■ What the task requires ■
Count the lines in the records below that contain the string "black". Reply with the number alone.

[Rows from a segmentation dataset]
━━━
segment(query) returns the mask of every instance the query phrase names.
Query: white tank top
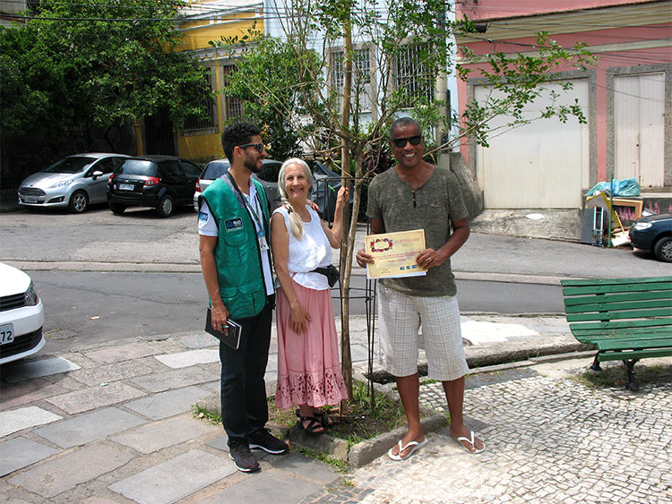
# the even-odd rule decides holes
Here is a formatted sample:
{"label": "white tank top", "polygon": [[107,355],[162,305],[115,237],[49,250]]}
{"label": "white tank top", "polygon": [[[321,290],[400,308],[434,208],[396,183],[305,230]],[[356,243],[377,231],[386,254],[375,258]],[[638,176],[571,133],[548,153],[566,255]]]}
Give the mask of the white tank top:
{"label": "white tank top", "polygon": [[[327,278],[321,273],[311,273],[311,270],[329,266],[332,263],[332,245],[322,228],[320,216],[307,205],[306,208],[310,213],[310,222],[302,222],[304,235],[300,240],[289,230],[289,213],[287,209],[281,206],[273,212],[280,214],[285,218],[285,226],[289,235],[287,269],[289,276],[298,285],[309,289],[328,289]],[[277,286],[280,286],[280,282]]]}

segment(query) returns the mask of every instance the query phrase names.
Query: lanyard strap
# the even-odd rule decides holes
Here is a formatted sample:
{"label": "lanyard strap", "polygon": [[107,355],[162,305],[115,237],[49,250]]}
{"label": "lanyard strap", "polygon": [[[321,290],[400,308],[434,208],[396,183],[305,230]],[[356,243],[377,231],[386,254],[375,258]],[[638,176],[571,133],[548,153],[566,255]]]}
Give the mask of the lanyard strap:
{"label": "lanyard strap", "polygon": [[[254,216],[254,220],[256,221],[257,226],[259,226],[259,229],[262,230],[262,232],[265,232],[265,228],[263,226],[263,221],[259,218],[259,216],[254,211],[254,209],[252,207],[250,202],[247,201],[247,198],[245,197],[242,191],[238,188],[237,184],[236,184],[236,181],[233,178],[233,175],[231,175],[230,172],[227,172],[227,176],[231,181],[231,184],[233,187],[236,189],[236,192],[238,194],[238,201],[241,201],[250,211],[250,213]],[[252,184],[254,184],[252,182],[252,179],[250,179],[250,187],[252,187]],[[257,191],[256,187],[254,187],[254,195],[256,196],[256,201],[259,203],[259,209],[262,209],[262,199],[259,197],[259,191]],[[262,215],[263,215],[263,211],[262,211]]]}

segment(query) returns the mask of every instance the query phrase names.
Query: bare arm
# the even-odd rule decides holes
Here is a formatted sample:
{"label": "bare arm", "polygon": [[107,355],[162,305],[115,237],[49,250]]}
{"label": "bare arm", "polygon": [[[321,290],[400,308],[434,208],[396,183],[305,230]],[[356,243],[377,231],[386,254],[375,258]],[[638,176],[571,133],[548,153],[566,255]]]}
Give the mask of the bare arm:
{"label": "bare arm", "polygon": [[[217,262],[215,261],[215,247],[217,246],[217,236],[199,235],[198,251],[201,254],[201,269],[203,272],[205,288],[212,303],[212,327],[220,329],[227,324],[228,310],[224,305],[220,294],[220,278],[217,274]],[[228,332],[226,328],[224,332]]]}
{"label": "bare arm", "polygon": [[289,277],[289,270],[287,269],[287,261],[289,256],[289,233],[282,215],[274,214],[271,219],[271,250],[273,253],[275,274],[278,276],[282,291],[289,301],[292,329],[297,334],[301,334],[306,332],[307,322],[311,318],[298,301],[294,284]]}
{"label": "bare arm", "polygon": [[469,218],[453,220],[452,225],[452,234],[440,249],[425,249],[418,254],[416,262],[418,266],[425,269],[441,266],[464,244],[470,233]]}
{"label": "bare arm", "polygon": [[322,221],[322,228],[329,239],[329,244],[332,249],[340,249],[340,242],[343,240],[343,206],[348,204],[349,191],[347,187],[339,190],[336,199],[336,208],[333,210],[333,226],[329,228],[327,223]]}

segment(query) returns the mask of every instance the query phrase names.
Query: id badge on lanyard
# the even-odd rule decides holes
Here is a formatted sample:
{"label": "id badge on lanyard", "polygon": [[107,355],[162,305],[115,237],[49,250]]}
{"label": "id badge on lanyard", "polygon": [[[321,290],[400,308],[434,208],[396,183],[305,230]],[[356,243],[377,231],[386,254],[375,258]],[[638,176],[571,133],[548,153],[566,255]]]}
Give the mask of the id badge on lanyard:
{"label": "id badge on lanyard", "polygon": [[263,233],[263,230],[258,230],[256,232],[256,237],[259,240],[259,248],[262,252],[266,252],[269,250],[268,242],[266,241],[266,235]]}

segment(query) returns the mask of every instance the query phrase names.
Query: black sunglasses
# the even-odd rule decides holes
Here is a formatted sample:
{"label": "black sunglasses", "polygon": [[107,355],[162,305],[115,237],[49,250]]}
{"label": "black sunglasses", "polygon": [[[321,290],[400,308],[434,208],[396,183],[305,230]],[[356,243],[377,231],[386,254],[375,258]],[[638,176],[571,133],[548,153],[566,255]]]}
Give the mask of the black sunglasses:
{"label": "black sunglasses", "polygon": [[418,145],[422,141],[422,136],[411,136],[409,138],[393,138],[392,141],[397,147],[406,147],[406,142],[409,141],[411,145]]}
{"label": "black sunglasses", "polygon": [[240,149],[247,149],[248,147],[254,147],[257,149],[257,152],[263,152],[263,143],[244,143],[243,145],[238,145]]}

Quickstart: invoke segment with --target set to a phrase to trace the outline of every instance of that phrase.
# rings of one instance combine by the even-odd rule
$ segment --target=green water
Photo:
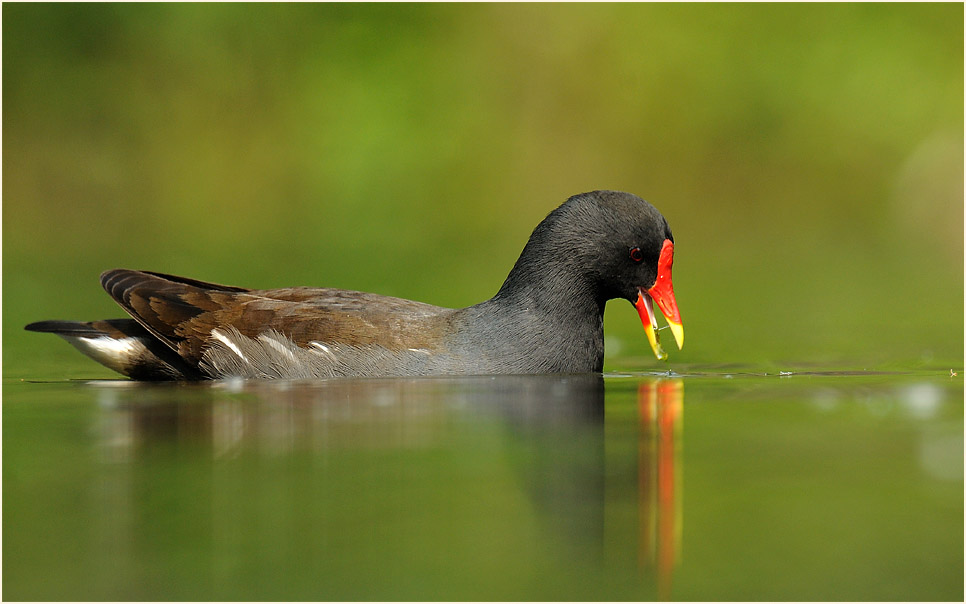
[[[960,600],[963,382],[5,381],[10,600]]]

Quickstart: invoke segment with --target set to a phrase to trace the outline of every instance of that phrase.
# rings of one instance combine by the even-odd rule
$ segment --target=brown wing
[[[451,312],[429,304],[339,289],[248,290],[161,273],[116,269],[104,289],[134,319],[189,362],[201,360],[214,329],[248,337],[275,330],[311,341],[389,349],[435,348]]]

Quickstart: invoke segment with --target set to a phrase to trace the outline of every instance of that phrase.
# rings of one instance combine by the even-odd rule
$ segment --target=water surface
[[[7,381],[14,600],[960,600],[939,371]]]

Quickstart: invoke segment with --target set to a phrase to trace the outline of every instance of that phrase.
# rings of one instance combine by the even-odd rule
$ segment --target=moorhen
[[[149,271],[101,285],[133,319],[40,321],[134,379],[326,378],[600,372],[604,304],[637,307],[654,354],[653,302],[680,348],[674,238],[636,195],[593,191],[552,211],[495,296],[461,309],[341,289],[245,289]]]

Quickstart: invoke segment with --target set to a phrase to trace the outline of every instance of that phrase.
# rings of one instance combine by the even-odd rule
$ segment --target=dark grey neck
[[[606,302],[579,258],[552,245],[541,223],[493,298],[459,311],[457,346],[475,343],[480,371],[600,371]]]

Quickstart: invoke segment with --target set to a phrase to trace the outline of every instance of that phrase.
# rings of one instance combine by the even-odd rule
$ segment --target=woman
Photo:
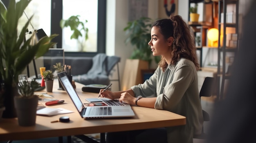
[[[154,74],[143,84],[126,91],[103,92],[101,90],[99,95],[111,99],[119,98],[120,101],[129,104],[164,110],[186,117],[186,125],[165,128],[166,140],[168,143],[193,143],[193,135],[201,134],[203,122],[198,84],[197,70],[199,65],[193,37],[182,17],[173,15],[169,19],[155,22],[151,35],[148,45],[153,55],[162,56]],[[152,95],[155,96],[151,97]],[[150,97],[145,98],[150,96]],[[158,129],[164,133],[162,129],[155,129],[155,132]],[[108,133],[107,141],[114,142],[115,136],[118,139],[125,133],[128,135],[127,139],[133,141],[131,142],[138,142],[138,136],[147,132],[148,130]],[[154,142],[154,139],[151,139],[152,136],[145,136]],[[163,136],[164,135],[155,136],[156,141],[164,139]]]

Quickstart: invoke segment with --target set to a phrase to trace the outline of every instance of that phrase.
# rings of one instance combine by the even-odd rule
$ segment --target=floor
[[[201,99],[201,103],[203,110],[207,112],[209,115],[211,119],[211,115],[212,115],[214,101],[215,98],[213,97],[202,97]],[[204,132],[207,133],[207,130],[209,128],[211,120],[204,123]],[[90,134],[90,136],[93,138],[95,139],[97,141],[99,141],[99,134]],[[85,143],[85,142],[75,136],[72,136],[72,141],[73,143]],[[65,137],[63,139],[63,143],[67,143],[67,140]],[[193,143],[203,143],[204,140],[203,139],[194,139]],[[7,142],[0,142],[0,143],[7,143]],[[58,143],[58,137],[48,138],[41,139],[34,139],[25,141],[14,141],[12,143]]]
[[[202,108],[203,110],[206,111],[210,116],[210,121],[205,121],[204,123],[204,131],[206,134],[208,133],[208,129],[211,123],[211,117],[213,114],[213,104],[214,100],[216,99],[215,97],[203,97],[201,99],[201,103]],[[193,139],[193,143],[203,143],[204,140],[203,139]]]

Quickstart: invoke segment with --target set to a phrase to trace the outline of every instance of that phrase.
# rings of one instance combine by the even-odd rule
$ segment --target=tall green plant
[[[15,0],[10,0],[7,9],[0,2],[0,76],[6,86],[15,87],[18,75],[33,59],[43,56],[56,44],[51,41],[56,34],[44,37],[34,45],[30,44],[34,36],[24,42],[28,20],[18,33],[19,19],[31,0],[20,0],[16,2]]]
[[[150,29],[152,20],[148,18],[141,17],[127,23],[124,31],[128,35],[125,43],[130,43],[136,48],[130,57],[131,59],[140,59],[148,61],[149,64],[152,61],[152,53],[148,43],[150,39]],[[155,57],[156,63],[159,62],[159,57]]]
[[[67,20],[61,20],[60,22],[60,26],[61,29],[64,27],[70,27],[71,31],[73,31],[73,33],[70,36],[70,39],[76,39],[81,45],[81,51],[82,51],[83,47],[83,41],[80,42],[78,40],[79,37],[83,37],[83,35],[81,31],[83,31],[85,33],[85,36],[84,40],[86,41],[88,39],[88,31],[89,31],[88,28],[86,27],[84,24],[87,23],[88,20],[85,20],[85,23],[80,20],[79,17],[80,15],[76,16],[72,15],[68,18]]]

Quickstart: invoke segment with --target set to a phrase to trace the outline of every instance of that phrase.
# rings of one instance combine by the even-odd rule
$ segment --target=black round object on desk
[[[69,122],[70,120],[70,117],[68,116],[63,116],[60,117],[60,122]]]

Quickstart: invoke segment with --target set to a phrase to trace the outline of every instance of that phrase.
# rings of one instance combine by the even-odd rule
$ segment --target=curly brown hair
[[[152,27],[155,26],[159,28],[160,32],[166,40],[170,37],[173,37],[174,41],[170,53],[171,55],[171,64],[176,64],[179,59],[183,57],[193,62],[196,69],[198,70],[200,65],[196,55],[194,37],[188,25],[182,17],[171,14],[170,19],[156,21],[152,25]],[[158,66],[163,71],[165,71],[168,66],[162,55]]]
━━━
■ Reply ■
7